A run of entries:
---------------

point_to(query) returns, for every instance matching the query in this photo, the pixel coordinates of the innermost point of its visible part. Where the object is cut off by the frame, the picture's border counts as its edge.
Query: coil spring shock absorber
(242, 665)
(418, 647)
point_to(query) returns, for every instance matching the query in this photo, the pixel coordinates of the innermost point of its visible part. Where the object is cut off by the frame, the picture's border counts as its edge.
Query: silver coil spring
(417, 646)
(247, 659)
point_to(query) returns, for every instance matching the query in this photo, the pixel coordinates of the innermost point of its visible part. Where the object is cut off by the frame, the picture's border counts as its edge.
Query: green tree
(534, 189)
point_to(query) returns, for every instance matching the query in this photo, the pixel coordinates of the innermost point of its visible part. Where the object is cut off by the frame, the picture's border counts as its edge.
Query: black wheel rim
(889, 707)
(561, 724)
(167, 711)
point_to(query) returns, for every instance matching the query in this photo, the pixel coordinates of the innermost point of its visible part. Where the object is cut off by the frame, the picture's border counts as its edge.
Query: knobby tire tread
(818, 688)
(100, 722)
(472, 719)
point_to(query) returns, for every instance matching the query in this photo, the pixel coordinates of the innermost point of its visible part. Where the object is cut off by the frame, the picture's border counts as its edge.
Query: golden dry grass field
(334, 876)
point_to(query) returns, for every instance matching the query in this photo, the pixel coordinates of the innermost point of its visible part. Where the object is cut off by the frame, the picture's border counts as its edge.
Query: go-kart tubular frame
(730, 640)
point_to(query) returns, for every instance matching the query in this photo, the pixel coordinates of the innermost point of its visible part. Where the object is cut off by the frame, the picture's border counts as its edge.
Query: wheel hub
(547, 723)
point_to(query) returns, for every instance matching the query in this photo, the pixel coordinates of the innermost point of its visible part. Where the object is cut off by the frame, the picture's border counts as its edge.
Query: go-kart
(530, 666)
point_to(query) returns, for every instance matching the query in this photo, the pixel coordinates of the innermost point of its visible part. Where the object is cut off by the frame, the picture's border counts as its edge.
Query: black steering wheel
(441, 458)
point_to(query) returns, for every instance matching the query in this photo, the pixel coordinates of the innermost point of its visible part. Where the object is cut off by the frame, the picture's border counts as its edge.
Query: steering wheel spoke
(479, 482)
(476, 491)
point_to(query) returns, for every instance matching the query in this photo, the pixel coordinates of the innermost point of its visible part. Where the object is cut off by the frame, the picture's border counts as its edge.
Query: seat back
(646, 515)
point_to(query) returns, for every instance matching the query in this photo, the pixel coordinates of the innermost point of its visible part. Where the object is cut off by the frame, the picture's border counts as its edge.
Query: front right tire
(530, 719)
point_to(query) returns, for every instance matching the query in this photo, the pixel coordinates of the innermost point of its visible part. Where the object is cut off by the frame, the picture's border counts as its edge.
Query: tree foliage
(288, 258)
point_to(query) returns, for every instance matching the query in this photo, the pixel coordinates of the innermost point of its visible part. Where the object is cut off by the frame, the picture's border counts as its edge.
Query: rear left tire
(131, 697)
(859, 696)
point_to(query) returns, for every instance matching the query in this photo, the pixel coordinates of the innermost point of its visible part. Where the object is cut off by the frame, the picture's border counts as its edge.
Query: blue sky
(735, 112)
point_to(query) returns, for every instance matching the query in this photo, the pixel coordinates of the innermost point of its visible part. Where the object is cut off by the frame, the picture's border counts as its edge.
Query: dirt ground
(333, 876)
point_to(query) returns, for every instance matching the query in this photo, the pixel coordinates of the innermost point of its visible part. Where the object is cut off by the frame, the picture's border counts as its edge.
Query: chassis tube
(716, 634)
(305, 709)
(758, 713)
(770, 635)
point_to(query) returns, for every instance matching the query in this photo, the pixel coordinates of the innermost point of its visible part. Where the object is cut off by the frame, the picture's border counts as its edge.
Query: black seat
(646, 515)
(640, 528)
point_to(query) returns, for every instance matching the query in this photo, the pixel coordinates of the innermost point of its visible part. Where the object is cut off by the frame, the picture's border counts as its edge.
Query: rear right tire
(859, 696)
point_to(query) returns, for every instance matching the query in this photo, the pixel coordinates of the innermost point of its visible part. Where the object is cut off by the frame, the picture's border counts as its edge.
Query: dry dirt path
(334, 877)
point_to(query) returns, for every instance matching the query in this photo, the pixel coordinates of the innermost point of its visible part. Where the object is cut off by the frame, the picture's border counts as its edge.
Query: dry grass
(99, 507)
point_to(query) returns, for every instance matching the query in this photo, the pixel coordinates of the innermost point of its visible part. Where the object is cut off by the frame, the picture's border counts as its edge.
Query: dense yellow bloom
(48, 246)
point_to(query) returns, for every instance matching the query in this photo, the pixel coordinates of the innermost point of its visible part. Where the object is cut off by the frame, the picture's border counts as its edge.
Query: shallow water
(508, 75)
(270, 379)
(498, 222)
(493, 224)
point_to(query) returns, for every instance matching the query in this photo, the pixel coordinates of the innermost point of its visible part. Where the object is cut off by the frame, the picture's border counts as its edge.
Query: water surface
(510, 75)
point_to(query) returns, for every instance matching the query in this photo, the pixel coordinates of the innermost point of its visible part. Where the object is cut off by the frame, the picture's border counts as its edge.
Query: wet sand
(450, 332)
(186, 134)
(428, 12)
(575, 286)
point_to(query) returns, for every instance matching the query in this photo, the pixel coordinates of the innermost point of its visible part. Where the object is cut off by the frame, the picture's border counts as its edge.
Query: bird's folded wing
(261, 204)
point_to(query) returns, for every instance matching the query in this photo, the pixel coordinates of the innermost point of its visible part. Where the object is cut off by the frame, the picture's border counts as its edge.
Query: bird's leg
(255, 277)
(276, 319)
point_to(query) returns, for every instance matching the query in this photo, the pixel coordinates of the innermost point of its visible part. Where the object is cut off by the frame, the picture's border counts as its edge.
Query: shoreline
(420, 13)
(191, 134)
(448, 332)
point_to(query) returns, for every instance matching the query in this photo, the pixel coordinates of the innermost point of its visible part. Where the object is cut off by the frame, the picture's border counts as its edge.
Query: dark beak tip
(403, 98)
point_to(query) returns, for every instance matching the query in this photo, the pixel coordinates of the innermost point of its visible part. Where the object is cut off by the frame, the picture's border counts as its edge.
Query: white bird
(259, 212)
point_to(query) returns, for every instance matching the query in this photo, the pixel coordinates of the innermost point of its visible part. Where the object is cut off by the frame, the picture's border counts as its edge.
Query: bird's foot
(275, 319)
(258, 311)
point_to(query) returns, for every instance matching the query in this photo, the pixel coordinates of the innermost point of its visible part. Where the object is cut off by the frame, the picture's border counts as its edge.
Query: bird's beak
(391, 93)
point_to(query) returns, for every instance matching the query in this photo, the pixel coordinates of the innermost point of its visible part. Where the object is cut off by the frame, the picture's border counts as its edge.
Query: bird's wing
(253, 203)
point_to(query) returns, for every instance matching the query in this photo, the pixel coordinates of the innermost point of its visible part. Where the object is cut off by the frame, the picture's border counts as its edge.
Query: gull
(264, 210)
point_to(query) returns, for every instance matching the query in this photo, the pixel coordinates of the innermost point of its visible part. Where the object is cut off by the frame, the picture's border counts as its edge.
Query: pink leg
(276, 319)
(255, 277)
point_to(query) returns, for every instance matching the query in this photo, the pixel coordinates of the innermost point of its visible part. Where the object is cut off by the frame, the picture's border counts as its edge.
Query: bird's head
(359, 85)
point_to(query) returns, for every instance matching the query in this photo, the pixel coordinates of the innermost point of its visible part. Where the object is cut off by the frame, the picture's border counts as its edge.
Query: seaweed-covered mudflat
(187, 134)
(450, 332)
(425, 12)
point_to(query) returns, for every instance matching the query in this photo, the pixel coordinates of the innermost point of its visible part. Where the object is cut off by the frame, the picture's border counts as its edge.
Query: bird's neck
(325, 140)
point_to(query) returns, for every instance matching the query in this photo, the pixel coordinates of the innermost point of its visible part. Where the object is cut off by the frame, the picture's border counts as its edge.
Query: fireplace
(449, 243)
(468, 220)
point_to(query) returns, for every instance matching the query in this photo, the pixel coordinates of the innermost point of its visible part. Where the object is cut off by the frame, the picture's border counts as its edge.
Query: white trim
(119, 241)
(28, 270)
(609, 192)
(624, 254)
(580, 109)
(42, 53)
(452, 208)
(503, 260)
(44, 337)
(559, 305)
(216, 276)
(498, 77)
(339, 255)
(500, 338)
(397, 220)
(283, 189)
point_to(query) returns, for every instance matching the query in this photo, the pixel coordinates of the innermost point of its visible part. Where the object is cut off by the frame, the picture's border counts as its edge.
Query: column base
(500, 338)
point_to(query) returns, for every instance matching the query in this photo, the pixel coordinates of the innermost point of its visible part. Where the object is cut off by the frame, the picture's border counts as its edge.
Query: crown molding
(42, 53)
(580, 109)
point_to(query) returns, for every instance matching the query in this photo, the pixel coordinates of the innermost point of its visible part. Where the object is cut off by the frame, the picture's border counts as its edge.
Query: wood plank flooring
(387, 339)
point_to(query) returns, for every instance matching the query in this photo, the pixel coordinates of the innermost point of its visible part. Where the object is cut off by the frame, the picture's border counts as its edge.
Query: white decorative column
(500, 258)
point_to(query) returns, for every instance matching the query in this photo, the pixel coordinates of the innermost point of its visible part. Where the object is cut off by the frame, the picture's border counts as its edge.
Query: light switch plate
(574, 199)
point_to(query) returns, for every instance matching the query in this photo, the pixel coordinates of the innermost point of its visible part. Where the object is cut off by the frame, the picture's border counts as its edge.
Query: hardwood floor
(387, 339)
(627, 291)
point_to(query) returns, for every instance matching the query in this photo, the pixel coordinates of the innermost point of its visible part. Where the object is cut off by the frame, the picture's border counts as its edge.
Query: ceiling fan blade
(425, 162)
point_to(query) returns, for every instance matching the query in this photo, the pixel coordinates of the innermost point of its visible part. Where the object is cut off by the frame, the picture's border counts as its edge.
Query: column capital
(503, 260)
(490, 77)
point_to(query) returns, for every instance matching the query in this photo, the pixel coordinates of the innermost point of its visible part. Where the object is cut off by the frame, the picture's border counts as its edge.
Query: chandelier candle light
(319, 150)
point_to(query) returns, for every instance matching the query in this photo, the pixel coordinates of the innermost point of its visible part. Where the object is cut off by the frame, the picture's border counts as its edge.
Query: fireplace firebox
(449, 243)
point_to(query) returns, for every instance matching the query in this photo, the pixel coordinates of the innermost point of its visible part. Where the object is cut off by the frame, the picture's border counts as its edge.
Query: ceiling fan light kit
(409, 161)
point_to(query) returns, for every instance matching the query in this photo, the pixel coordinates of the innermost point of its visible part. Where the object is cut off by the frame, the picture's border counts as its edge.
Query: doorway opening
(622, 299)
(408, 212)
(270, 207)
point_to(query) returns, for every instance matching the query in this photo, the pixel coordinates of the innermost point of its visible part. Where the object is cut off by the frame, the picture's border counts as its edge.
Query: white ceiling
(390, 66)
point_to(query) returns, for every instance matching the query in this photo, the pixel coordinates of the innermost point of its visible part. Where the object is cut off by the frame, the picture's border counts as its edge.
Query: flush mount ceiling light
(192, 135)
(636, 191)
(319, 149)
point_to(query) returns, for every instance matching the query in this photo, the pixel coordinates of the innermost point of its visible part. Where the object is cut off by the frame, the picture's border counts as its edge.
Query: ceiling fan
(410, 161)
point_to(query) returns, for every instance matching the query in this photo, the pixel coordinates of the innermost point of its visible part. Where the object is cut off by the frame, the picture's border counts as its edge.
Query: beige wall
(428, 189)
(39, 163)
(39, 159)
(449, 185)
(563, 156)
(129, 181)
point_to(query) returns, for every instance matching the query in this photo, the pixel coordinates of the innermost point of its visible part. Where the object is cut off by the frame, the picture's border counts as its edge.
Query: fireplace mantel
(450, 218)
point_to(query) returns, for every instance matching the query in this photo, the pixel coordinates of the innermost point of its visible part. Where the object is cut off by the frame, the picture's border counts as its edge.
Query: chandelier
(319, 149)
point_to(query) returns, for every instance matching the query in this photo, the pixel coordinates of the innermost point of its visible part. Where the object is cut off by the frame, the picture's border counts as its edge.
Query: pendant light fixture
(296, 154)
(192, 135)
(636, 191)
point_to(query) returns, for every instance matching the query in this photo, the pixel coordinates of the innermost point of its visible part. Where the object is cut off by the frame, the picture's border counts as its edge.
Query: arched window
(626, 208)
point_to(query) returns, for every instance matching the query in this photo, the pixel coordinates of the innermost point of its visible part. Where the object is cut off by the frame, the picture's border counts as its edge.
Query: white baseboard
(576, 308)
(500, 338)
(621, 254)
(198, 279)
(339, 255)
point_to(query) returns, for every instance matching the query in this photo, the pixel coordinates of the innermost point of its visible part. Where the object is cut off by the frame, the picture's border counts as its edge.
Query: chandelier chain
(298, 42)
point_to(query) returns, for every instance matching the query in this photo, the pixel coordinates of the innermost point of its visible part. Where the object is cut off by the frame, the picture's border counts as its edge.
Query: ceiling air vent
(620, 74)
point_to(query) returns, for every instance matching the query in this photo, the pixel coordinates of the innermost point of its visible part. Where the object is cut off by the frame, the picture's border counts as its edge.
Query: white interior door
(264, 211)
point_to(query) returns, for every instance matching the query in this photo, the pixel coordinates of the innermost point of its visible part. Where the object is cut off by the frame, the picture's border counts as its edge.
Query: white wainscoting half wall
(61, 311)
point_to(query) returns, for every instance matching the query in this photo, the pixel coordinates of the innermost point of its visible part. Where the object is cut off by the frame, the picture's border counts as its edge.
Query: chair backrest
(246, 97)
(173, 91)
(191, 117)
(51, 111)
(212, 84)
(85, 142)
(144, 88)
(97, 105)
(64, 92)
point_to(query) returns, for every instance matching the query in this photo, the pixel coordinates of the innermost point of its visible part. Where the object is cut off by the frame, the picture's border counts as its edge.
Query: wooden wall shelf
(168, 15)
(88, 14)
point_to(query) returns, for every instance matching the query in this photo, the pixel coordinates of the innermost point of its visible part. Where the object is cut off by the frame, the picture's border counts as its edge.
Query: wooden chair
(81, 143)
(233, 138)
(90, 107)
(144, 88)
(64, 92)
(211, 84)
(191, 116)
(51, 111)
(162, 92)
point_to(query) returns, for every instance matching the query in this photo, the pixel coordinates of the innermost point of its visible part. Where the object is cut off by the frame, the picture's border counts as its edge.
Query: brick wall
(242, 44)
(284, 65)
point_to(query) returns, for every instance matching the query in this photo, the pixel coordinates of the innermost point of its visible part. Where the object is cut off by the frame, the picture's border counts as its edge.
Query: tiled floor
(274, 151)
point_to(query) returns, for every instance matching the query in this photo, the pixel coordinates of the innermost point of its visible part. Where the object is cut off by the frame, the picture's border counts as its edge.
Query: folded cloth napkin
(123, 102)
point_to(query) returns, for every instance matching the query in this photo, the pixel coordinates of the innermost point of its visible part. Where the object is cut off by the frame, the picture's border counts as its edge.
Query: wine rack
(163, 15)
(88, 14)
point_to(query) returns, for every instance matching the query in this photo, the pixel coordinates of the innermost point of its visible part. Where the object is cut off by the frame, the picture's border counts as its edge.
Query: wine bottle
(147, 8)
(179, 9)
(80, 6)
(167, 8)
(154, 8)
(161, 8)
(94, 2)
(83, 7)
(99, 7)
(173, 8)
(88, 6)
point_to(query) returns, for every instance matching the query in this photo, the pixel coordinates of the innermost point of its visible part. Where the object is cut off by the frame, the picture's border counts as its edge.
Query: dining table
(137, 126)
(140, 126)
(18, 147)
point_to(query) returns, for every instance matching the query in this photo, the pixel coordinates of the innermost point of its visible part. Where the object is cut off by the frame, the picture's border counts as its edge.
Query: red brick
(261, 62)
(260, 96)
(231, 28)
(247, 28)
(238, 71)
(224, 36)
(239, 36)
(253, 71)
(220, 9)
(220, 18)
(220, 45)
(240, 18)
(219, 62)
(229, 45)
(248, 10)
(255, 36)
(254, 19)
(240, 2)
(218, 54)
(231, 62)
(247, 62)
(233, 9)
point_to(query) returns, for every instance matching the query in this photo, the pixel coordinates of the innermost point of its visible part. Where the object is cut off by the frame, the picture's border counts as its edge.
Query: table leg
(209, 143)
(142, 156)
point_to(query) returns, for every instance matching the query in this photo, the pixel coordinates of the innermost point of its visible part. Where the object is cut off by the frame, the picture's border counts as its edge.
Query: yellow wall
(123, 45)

---------------

Direction:
Count the lines in the entries above that contain the string "ceiling", treating uppercase and lowercase as different, and give only the number.

Response to this task:
6